Directions: Rewrite every one of the rows below as a numbered list, omitting any blank lines.

Input records:
** START **

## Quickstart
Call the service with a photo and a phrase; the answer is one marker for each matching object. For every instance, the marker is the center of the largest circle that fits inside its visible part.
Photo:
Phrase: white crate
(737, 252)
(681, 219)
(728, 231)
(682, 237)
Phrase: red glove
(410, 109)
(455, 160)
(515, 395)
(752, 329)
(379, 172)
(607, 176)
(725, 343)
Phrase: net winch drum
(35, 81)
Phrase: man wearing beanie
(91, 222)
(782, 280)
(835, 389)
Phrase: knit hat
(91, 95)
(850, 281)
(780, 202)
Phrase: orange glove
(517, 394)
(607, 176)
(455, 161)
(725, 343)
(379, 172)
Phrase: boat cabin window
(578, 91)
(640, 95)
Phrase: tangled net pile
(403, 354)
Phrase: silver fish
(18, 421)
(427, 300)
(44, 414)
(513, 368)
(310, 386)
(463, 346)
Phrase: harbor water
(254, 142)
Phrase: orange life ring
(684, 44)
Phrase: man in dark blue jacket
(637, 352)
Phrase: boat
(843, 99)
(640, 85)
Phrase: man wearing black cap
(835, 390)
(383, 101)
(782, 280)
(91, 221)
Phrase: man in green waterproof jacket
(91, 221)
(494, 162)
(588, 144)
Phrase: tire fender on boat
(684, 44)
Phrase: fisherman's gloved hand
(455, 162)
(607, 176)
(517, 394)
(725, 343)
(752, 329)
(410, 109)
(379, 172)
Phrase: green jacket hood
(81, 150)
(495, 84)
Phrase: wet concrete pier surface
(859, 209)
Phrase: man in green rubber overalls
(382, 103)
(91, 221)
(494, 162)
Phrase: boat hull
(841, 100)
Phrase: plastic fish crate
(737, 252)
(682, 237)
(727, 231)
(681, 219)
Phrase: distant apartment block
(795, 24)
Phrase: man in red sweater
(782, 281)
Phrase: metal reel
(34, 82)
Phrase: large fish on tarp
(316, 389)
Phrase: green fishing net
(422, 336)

** END **

Output for this exercise:
1. ## Quickstart
2. Call the service with a photo and a phrase; the answer is one marker for each matching object. For every instance, the marker is the center of the largest circle that fits inside its visible part.
3. Photo:
4. Phrase: white crate
5. (737, 252)
6. (681, 219)
7. (728, 231)
8. (682, 237)
9. Phrase: red glove
10. (410, 109)
11. (455, 160)
12. (515, 395)
13. (752, 329)
14. (379, 172)
15. (607, 176)
16. (725, 343)
17. Phrase: net winch drum
18. (35, 81)
19. Phrase: man wearing beanie
20. (91, 222)
21. (782, 280)
22. (835, 389)
23. Phrase: knit hat
24. (91, 95)
25. (850, 281)
26. (780, 202)
27. Phrase: orange glove
28. (517, 394)
29. (607, 176)
30. (455, 161)
31. (725, 343)
32. (379, 172)
33. Phrase: boat cabin window
34. (578, 91)
35. (640, 95)
36. Phrase: tangled net pile
37. (403, 354)
38. Phrase: silver fish
39. (18, 421)
40. (427, 300)
41. (44, 414)
42. (513, 368)
43. (310, 386)
44. (463, 346)
45. Phrase: harbor water
46. (254, 142)
47. Phrase: orange life ring
48. (684, 44)
49. Phrase: man in dark blue jacket
50. (637, 352)
51. Phrase: boat
52. (843, 99)
53. (640, 85)
54. Phrase: man wearing black cap
55. (835, 390)
56. (383, 101)
57. (782, 280)
58. (91, 221)
59. Phrase: man in green waterproof jacket
60. (91, 221)
61. (494, 162)
62. (588, 144)
63. Phrase: tire fender on boat
64. (684, 44)
65. Phrase: fisherman's gloved hand
66. (455, 162)
67. (607, 176)
68. (517, 394)
69. (725, 343)
70. (752, 329)
71. (410, 109)
72. (379, 172)
73. Phrase: green jacket hood
74. (81, 150)
75. (495, 84)
76. Phrase: wet concrete pier surface
77. (859, 209)
78. Phrase: man in green rubber overalls
79. (382, 103)
80. (91, 221)
81. (494, 162)
82. Phrase: boat hull
83. (841, 100)
84. Phrase: plastic fish crate
85. (737, 252)
86. (682, 237)
87. (727, 231)
88. (681, 219)
89. Phrase: distant apartment block
90. (795, 24)
91. Phrase: man in red sweater
92. (782, 281)
93. Phrase: metal reel
94. (34, 82)
95. Phrase: large fish on tarp
96. (316, 389)
97. Phrase: green fishing net
98. (422, 336)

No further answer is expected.